## Prompt:
Render every line of the rows below as a numbered list, skipping blank lines and leaving out the pictures.

## Recorded information:
★ ★ ★

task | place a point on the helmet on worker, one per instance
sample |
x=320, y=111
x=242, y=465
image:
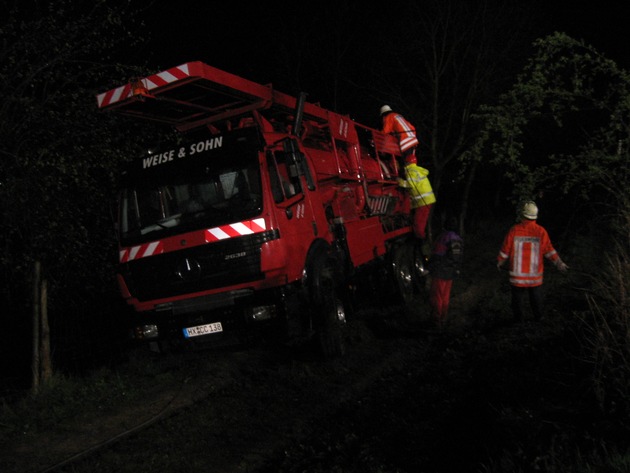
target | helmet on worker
x=529, y=210
x=386, y=109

★ ★ ★

## Task result:
1. task | place a point on the helmet on worker, one per instance
2. sample |
3. x=320, y=111
4. x=242, y=465
5. image:
6. target | helmet on worker
7. x=529, y=210
8. x=386, y=109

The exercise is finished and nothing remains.